# [Passage provided]

-*-

Hebrew and Arabic are still considered difficult research languages for stemming. English stemmers by comparison are fairly trivial (with only occasional problems, such as “dries” being the third-person singular present form of the verb “dry”, “axes” being the plural of “axe” as well as “axis”); but stemmers become harder to design as the morphology, orthography, and character encoding of the target language becomes more complex. For example, an Italian stemmer is more complex than an English one (because of more possible verb inflections), a Russian one is more complex (more possible noun declensions), a Hebrew one is even more complex (due to non-catenative morphology and a writing system without vowels), and so on. Korean is considered one of the most challenging languages to stem.
Multilingual stemming applies morphological rules of two or more languages simultaneously instead of rules for only a single language when interpreting a search query. Commercial systems using multilingual stemming exist but are extremely rare.
There are two error measurements in stemming algorithms, overstemming and understemming. Overstemming is an error where two separate inflected words are stemmed to the same root, but should not have been – a false positive. Understemming is an error where two separate inflected words should be stemmed to the same root, but are not – a false negative. Stemming algorithms attempt to minimize each type of error, although reducing one type can lead to increasing the other
Information Retrieval and Commercial Use
Stemmers are common elements in query systems such as Web search engines, since a user who runs a query on “daffodils” would probably also be interested in documents that contain the word “daffodil” (without the s). The effectiveness of existing stemmers for English query systems were soon found to be rather limited. An alternative approach, based on searching for n-grams rather than stems, may be used instead. Also, recent research has shown greater benefits for retrieval in other languages. Many commercial companies have been using stemming since at least the 1980’s and have produced algorithmic and lexical stemmers in various languages..
Google search adopted word stemming in 2003. Previously a search for “fish” would not have returned “fishing”. Other software search algorithms vary in their use of word stemming. Programs that simply search for substrings obviously will find “fish” in “fishing” but when searching for “fishes” will not find occurrences of the word “fish”.
Issues with Existing English Stemmers
The overwhelming majority of stemming implementations today are of the Suffix Stripping type, indeed it is difficult to find an implementation of any other stemming algorithm in the literature. The reason for this is that despite their significant shortcomings, suffix stripping algorithms are fairly easy to develop compared with any other technique, and can be made very fast and efficient. Affix stripping algorithms (i.e., those that also strip prefixes) have proved notoriously difficult, since in most languages the first few characters of a word cannot be safely stripped off without completely destroying the meaning. Meanwhile, the overhead of maintaining pure brute-force algorithms has made them prohibitively expensive to deploy, while Lemmatisation and Stochastic approaches have yet to show any significant improvements over existing suffix stemmers in real world tests. As a consequence, the art of language stemming has not progressed in any significant way for many decades.

-*-

# [Dataset]

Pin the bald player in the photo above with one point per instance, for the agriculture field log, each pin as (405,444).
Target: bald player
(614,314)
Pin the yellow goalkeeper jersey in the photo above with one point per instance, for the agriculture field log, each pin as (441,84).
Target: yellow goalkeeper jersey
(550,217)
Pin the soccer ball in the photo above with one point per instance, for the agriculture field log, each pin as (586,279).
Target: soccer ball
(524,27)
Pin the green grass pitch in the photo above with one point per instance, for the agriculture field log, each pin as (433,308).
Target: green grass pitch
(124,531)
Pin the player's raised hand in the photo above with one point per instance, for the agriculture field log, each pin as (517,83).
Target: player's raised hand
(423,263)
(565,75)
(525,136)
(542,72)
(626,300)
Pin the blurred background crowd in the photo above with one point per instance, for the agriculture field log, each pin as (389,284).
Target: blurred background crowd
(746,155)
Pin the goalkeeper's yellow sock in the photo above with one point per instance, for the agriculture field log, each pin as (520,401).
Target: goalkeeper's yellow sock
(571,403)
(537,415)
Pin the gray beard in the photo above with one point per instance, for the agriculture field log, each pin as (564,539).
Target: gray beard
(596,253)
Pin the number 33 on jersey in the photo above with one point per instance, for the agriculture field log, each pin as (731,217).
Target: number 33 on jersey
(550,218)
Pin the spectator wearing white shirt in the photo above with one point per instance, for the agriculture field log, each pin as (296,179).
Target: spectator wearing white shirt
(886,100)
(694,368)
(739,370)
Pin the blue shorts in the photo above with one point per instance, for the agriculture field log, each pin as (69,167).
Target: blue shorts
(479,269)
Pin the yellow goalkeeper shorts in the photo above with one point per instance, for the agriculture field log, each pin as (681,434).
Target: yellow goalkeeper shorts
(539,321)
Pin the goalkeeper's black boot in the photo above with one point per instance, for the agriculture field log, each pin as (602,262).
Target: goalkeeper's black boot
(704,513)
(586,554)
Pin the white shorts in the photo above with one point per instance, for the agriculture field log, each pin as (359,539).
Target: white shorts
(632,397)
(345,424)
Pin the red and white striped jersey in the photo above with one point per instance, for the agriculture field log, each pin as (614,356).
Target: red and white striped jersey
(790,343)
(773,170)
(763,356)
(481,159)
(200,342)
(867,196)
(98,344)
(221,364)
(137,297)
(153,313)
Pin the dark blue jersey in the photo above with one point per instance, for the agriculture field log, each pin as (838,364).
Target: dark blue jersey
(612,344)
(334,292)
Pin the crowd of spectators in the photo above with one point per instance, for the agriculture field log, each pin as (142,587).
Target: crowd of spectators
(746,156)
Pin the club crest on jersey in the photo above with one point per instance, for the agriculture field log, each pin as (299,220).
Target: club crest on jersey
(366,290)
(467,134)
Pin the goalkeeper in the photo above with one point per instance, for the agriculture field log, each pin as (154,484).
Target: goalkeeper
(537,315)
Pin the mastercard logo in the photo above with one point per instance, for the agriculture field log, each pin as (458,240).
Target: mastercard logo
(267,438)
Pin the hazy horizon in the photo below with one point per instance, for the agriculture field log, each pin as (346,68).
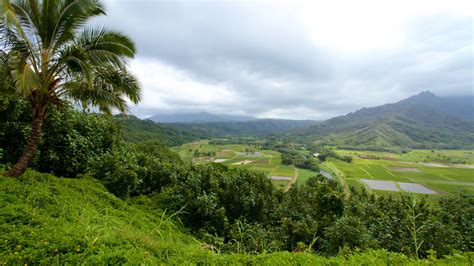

-*-

# [Tasks to perform]
[1] Write out the stemming passage again from "Hebrew and Arabic" up to and including "languages to stem.", substituting "Turkish" for every occurrence of "Hebrew".
[2] According to the stemming passage, what are the two error measurements in stemming algorithms?

# [Outputs for the tasks]
[1]
Turkish and Arabic are still considered difficult research languages for stemming. English stemmers by comparison are fairly trivial (with only occasional problems, such as “dries” being the third-person singular present form of the verb “dry”, “axes” being the plural of “axe” as well as “axis”); but stemmers become harder to design as the morphology, orthography, and character encoding of the target language becomes more complex. For example, an Italian stemmer is more complex than an English one (because of more possible verb inflections), a Russian one is more complex (more possible noun declensions), a Turkish one is even more complex (due to non-catenative morphology and a writing system without vowels), and so on. Korean is considered one of the most challenging languages to stem.

[2] Overstemming and understemming.